◆ **Actions à réaliser**
1. Selon l'entretien sur la directive DAC6, à quelle date cette directive est-elle entrée en application ?
2. Recopiez à l'identique le passage de l'entretien sur la directive DAC6 qui va de « Me Ph LAURENS : Bonjour, j’aurais » à « multi-pays ou multi-juridictionnelle ? ».
3. Prolongez l'entretien sur la directive DAC6 à la suite de sa dernière réplique.

Sécuritax : Tout d’abord merci de nous recevoir pour cet échange sur la directive DAC6. Cette dernière est entrée en application le 1er janvier 2021, comment les professionnels ont-ils réagi à ces nouvelles obligations ?

 

Me Ph LAURENS : Bonjour, j’aurais tendance à classer ces professionnels, qui sont appelés « Intermédiaires » dans la directive DAC6 en 3 grandes catégories :

  • Ceux qui ne sont pas au courant ou qui considèrent DAC6 comme un épiphénomène réservé aux autres, en clair, ils font les autruches,
     
  • Ceux qui ont intégré une démarche DAC6 dans leurs process de compliance et qui ont compris la nécessité de s’adapter et de respecter la législation de leur pays,
     
  • Et ceux, enfin, souvent de grands groupes de conseil ou d’audit ou de grandes banques internationales qui ont bien saisi la très grande disparité des règles selon les pays et qui ont une approche systémique et multi-juridictionnelle.

 

Sécuritax : Pourquoi, concrètement, parlez-vous de la nécessité d’une approche « globale » et multi-pays ou multi-juridictionnelle ?

◆ **Liste des entrées**
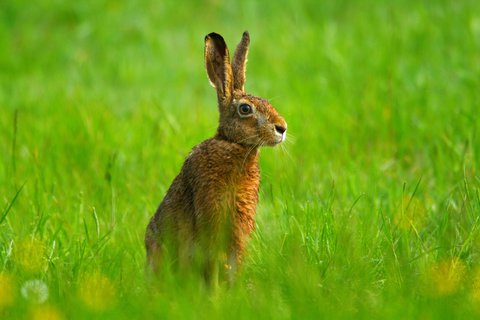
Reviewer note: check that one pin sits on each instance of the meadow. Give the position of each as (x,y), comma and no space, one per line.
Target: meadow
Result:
(369,210)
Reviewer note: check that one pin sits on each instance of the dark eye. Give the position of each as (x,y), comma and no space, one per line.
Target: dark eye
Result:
(244,109)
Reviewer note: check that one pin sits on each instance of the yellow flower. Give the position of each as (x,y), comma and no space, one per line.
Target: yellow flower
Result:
(30,254)
(97,292)
(446,277)
(46,312)
(7,292)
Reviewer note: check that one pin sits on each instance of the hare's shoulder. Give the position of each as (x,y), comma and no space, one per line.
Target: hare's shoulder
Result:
(218,152)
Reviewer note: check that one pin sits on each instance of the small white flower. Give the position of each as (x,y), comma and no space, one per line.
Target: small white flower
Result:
(35,291)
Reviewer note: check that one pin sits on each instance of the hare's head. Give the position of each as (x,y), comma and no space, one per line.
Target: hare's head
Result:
(244,118)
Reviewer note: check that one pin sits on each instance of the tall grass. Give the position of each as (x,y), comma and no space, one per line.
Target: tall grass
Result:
(371,209)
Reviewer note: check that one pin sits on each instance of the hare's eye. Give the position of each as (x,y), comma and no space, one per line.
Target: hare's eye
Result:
(244,109)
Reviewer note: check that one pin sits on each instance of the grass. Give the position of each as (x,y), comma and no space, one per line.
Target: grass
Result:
(372,209)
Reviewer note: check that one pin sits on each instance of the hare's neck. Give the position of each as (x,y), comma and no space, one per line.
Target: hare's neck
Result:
(246,155)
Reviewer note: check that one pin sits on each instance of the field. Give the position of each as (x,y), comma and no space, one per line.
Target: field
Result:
(371,208)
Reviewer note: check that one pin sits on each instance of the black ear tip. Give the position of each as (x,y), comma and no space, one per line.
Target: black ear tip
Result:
(213,36)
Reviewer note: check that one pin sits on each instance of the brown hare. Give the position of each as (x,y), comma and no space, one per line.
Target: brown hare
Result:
(208,211)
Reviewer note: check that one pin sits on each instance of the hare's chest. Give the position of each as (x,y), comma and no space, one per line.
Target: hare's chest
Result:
(246,198)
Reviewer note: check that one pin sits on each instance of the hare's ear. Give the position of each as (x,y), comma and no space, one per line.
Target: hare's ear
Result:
(239,63)
(219,70)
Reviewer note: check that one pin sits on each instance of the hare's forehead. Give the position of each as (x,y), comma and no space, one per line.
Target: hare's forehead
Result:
(260,104)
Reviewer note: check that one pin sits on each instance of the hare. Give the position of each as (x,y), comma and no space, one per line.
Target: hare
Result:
(209,209)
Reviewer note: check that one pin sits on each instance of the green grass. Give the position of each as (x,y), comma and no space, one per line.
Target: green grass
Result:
(372,209)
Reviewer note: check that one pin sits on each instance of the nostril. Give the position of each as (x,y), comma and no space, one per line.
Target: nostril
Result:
(280,129)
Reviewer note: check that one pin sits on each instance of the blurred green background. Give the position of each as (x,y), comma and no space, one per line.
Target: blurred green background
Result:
(371,208)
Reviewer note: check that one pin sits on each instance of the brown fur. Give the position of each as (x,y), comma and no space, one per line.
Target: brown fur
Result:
(208,211)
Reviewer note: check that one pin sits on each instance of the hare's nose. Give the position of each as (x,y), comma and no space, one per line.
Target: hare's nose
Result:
(280,129)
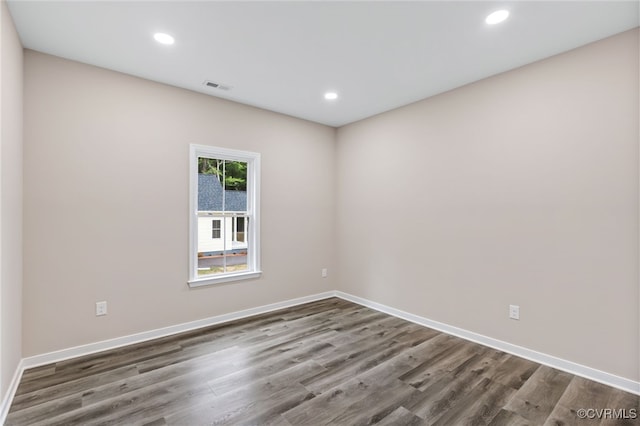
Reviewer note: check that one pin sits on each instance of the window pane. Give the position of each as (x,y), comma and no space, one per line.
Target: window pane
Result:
(234,186)
(222,216)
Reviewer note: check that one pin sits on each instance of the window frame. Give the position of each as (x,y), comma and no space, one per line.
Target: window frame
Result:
(252,234)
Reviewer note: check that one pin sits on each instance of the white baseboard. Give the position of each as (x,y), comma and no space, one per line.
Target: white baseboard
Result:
(551,361)
(104,345)
(11,391)
(541,358)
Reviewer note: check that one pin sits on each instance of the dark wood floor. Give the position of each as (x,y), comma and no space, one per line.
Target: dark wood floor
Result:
(327,362)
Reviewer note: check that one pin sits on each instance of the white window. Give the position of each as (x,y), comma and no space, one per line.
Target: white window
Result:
(224,215)
(216,226)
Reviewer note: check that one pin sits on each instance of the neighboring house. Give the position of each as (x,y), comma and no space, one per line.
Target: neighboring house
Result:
(221,218)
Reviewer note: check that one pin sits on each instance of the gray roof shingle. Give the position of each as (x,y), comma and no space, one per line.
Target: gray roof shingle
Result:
(210,196)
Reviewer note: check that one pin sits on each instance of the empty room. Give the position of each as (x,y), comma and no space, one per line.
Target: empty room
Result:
(319,213)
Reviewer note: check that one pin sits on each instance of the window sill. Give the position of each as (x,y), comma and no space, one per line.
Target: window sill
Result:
(199,282)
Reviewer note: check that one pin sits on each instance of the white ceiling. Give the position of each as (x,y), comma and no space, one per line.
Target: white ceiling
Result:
(282,56)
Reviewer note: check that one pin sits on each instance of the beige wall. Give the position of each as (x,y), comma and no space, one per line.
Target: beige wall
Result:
(106,201)
(10,200)
(518,189)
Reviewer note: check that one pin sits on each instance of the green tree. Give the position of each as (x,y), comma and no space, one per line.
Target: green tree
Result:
(232,174)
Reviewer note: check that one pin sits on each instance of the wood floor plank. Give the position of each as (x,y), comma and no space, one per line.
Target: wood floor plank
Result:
(330,362)
(579,394)
(401,416)
(539,395)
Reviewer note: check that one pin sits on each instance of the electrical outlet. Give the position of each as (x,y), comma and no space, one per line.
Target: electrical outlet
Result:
(101,308)
(514,312)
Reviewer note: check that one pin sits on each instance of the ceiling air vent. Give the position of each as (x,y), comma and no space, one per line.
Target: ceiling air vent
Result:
(215,85)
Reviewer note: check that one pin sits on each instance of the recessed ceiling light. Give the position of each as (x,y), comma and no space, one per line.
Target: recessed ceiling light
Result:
(163,38)
(497,17)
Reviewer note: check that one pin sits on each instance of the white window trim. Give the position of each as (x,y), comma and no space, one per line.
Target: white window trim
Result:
(253,212)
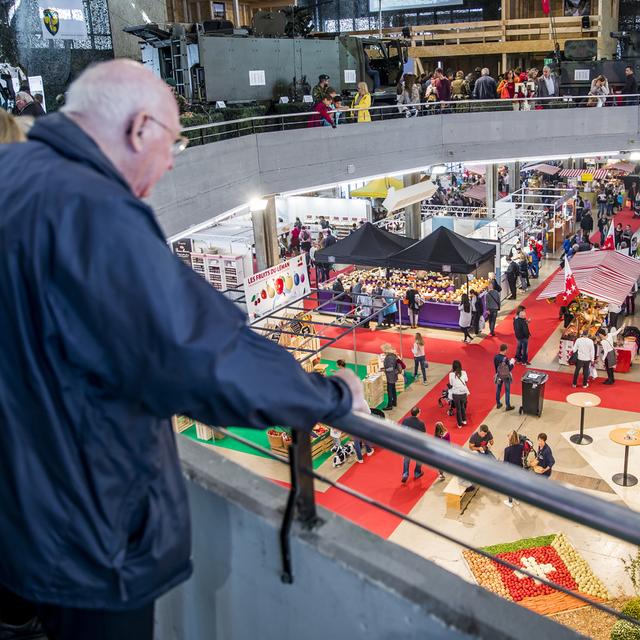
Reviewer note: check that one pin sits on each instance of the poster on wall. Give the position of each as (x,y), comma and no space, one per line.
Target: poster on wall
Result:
(577,7)
(269,289)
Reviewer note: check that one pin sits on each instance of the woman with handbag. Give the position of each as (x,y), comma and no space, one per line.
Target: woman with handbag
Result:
(608,355)
(460,392)
(393,367)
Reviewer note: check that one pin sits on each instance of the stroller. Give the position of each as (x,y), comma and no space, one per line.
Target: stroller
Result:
(446,398)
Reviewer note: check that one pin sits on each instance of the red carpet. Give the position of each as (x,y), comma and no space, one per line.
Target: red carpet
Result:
(380,474)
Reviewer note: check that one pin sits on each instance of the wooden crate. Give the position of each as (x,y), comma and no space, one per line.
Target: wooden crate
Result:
(181,423)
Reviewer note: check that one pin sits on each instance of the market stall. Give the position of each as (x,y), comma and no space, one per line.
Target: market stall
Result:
(603,278)
(441,267)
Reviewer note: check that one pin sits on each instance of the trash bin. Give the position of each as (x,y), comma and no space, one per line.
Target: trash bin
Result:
(533,383)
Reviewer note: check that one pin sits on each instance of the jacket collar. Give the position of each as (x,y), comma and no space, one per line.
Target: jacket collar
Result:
(64,136)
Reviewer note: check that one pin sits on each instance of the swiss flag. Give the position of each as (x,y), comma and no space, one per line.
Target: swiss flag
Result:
(570,287)
(610,240)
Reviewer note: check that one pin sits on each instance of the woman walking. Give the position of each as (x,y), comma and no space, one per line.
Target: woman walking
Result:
(419,357)
(392,369)
(362,102)
(513,455)
(459,390)
(465,317)
(442,433)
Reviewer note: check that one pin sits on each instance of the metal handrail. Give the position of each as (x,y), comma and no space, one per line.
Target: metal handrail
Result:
(451,107)
(553,497)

◆ **Résultats par tâche**
1. Le 1er janvier 2021.

2.
Me Ph LAURENS : Bonjour, j’aurais tendance à classer ces professionnels, qui sont appelés « Intermédiaires » dans la directive DAC6 en 3 grandes catégories :

  • Ceux qui ne sont pas au courant ou qui considèrent DAC6 comme un épiphénomène réservé aux autres, en clair, ils font les autruches,
     
  • Ceux qui ont intégré une démarche DAC6 dans leurs process de compliance et qui ont compris la nécessité de s’adapter et de respecter la législation de leur pays,
     
  • Et ceux, enfin, souvent de grands groupes de conseil ou d’audit ou de grandes banques internationales qui ont bien saisi la très grande disparité des règles selon les pays et qui ont une approche systémique et multi-juridictionnelle.

 

Sécuritax : Pourquoi, concrètement, parlez-vous de la nécessité d’une approche « globale » et multi-pays ou multi-juridictionnelle ?

3.
Me Ph LAURENS : C’est assez simple à comprendre : DAC6 marque le début d’une nouvelle ère, celle d’une fiscalité apaisée et tendant à une uniformisation fiscale entre les états membres mais ce n’est qu’un début. Il faudra s’y adapter. Toutefois, si 80% des nouvelles règles s’imposent aux différents pays, ces derniers ont eu la possibilité d’adopter des règles spécifiques dans 20% des cas environ.

 

Sécuritax : Quelles sont ces spécificités ?

 

Me Ph LAURENS : Il serait trop long d’en faire une liste exhaustive ici mais ces particularismes nationaux concernent :

  • La notion même d’« Intermédiaires », qui est considéré comme intermédiaire ? Tous les pays ne retiennent pas le même concept comme l’Allemagne et le Royaume Uni par exemple. Exemptés, non exemptés ; et les règles qu’ils doivent respecter sont aussi différentes même en étant exemptés.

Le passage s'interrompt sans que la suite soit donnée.